| Texto extraído |
A Cúpula Trump-Putin: Dois ladrões reúnem-se para dividir a Ucrânia
Declaração da Corrente Comunista Revolucionária Internacional (CCRI), emitida conjuntamente por suas seções na Ucrânia e na Rússia, bem como pelo Secretariado Internacional, 18 de agosto de 2025, www.thecommunists.net
1. A cúpula Trump-Putin no Alasca foi um encontro verdadeiramente imperialista. Duas potências ladras, cada uma com um longo histórico de agressão e ocupação de países menores, discutiram e basicamente concordaram com a divisão da Ucrânia. Embora nenhum acordo formal tenha sido anunciado, Trump declarou em uma entrevista pós-cúpula à Fox News que ele e Putin discutiram e "concordaram plenamente" sobre os princípios de um "tratado de paz".
2. Basicamente, Washington e Moscou concordam com o seguinte:
* Kiev não só teria que aceitar a ocupação russa de seus territórios em Donetsk, Luhansk, Zaporizhia e Kherson, como também teria que ceder uma grande faixa de território (6.600 km² de Donbass) que Moscou não conseguiu conquistar desde o início da guerra, há três anos e meio. Isso seria um golpe devastador para a Ucrânia, já que Donbass é o coração industrial do país. Além disso, perderia seu cinturão de cidades-fortaleza bem fortificadas, como Slaviansk, Kramatorsk, Druzhkivka e Kostyantynivka. Tal rendição dificultaria a defesa militar do restante do leste da Ucrânia no futuro. (Só um tolo acreditaria que Putin não iniciaria outra guerra em breve!)
* Em troca, a Rússia se retiraria de pequenas áreas das regiões de Sumy e Kharkiv, totalizando cerca de 440 km². Putin também congelaria as linhas de frente em Kherson e Zaporizhia, uma concessão menor, visto que o exército de ocupação não faz nenhum progresso nessas áreas há algum tempo. Além disso, Putin exige que o russo se torne a língua oficial da Ucrânia e que os direitos da Igreja Ortodoxa Russa sejam totalmente restaurados.
* Trump, que havia ameaçado a Rússia nas últimas semanas com ultimatos e dolorosas sanções e sem precedentes caso o país não aceitasse um cessar-fogo imediato, simplesmente abandonou essa exigência e anunciou com alegria que Putin havia concordado em iniciar negociações para um tratado de paz. Naturalmente, como ninguém sabe quanto tempo essas negociações podem durar, Putin pode continuar travando sua guerra sangrenta contra o povo ucraniano, agora com a aprovação dos Estados Unidos.

Registros de dados armazenados
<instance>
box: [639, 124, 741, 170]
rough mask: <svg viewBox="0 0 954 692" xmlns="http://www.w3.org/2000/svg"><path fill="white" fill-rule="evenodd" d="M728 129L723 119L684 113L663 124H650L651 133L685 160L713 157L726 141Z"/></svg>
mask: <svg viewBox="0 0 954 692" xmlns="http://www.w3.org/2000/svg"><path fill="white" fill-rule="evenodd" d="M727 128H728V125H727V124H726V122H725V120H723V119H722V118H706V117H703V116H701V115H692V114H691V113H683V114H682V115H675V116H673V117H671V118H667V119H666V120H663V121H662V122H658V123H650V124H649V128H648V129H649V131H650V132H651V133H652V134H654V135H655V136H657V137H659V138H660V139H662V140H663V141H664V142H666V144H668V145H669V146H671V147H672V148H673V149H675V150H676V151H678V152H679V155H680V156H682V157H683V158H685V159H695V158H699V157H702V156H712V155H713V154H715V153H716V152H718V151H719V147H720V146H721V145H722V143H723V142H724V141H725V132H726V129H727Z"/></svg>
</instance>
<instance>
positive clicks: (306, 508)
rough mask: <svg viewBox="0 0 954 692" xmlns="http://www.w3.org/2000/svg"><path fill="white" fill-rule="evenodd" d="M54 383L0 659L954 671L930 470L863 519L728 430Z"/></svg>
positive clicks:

| O que fazer |
Escreva a continuação do texto sobre a cúpula Trump-Putin no Alasca, começando logo após a última frase apresentada. Os dados não têm relação com o texto.

| Resposta à tarefa |
* Putin também pediu a Washington que reconhecesse a soberania da Rússia sobre as partes da Ucrânia que ela ganharia por meio de um acordo de paz. Ele disse estar disposto a negociar "garantias de segurança" para a Ucrânia, que envolveriam tanto seus aliados quanto os da Rússia. Além disso, Putin também esperava o levantamento de pelo menos algumas das sanções impostas à Rússia. Não está claro, neste momento, até que ponto o governo Trump concordou com essas exigências.
3. É evidente que Trump agora pressionará ao máximo o presidente ucraniano Volodymyr Zelensky para que aceite os termos de rendição. Ele já havia declarado em entrevista à Fox News: "Acho que estamos muito perto de um acordo", acrescentando: "A Ucrânia precisa aceitar. Talvez eles digam não." Questionado sobre o que aconselharia Zelensky, Trump respondeu: "Você precisa fazer um acordo". "Veja, a Rússia é uma grande potência, e eles não são", acrescentou. É revelador que Steven Witkoff, enviado especial do presidente Donald Trump, tenha proposto a Putin que encontrassem uma "solução israelense" para os territórios ocupados: "Será como se Israel ocupasse a Cisjordânia. (...) Com um governador, com uma situação econômica que afeta a Rússia, não a Ucrânia. Mas ainda será a Ucrânia, porque... a Ucrânia jamais abrirá mão de sua soberania. Mas a realidade é que será um território ocupado, e o modelo é a Palestina.. É evidente que a Casa Branca está profundamente interessada em pacificar a guerra e compartilhar o país com o Kremlin para explorar os recursos naturais da Ucrânia. A cúpula simboliza a essência do imperialismo mais do que qualquer outra coisa, com dois ladrões — um, um palhaço sem noção, o outro, um homem raciocina e tem desejos claros — reunidos para decidir o destino de outros povos.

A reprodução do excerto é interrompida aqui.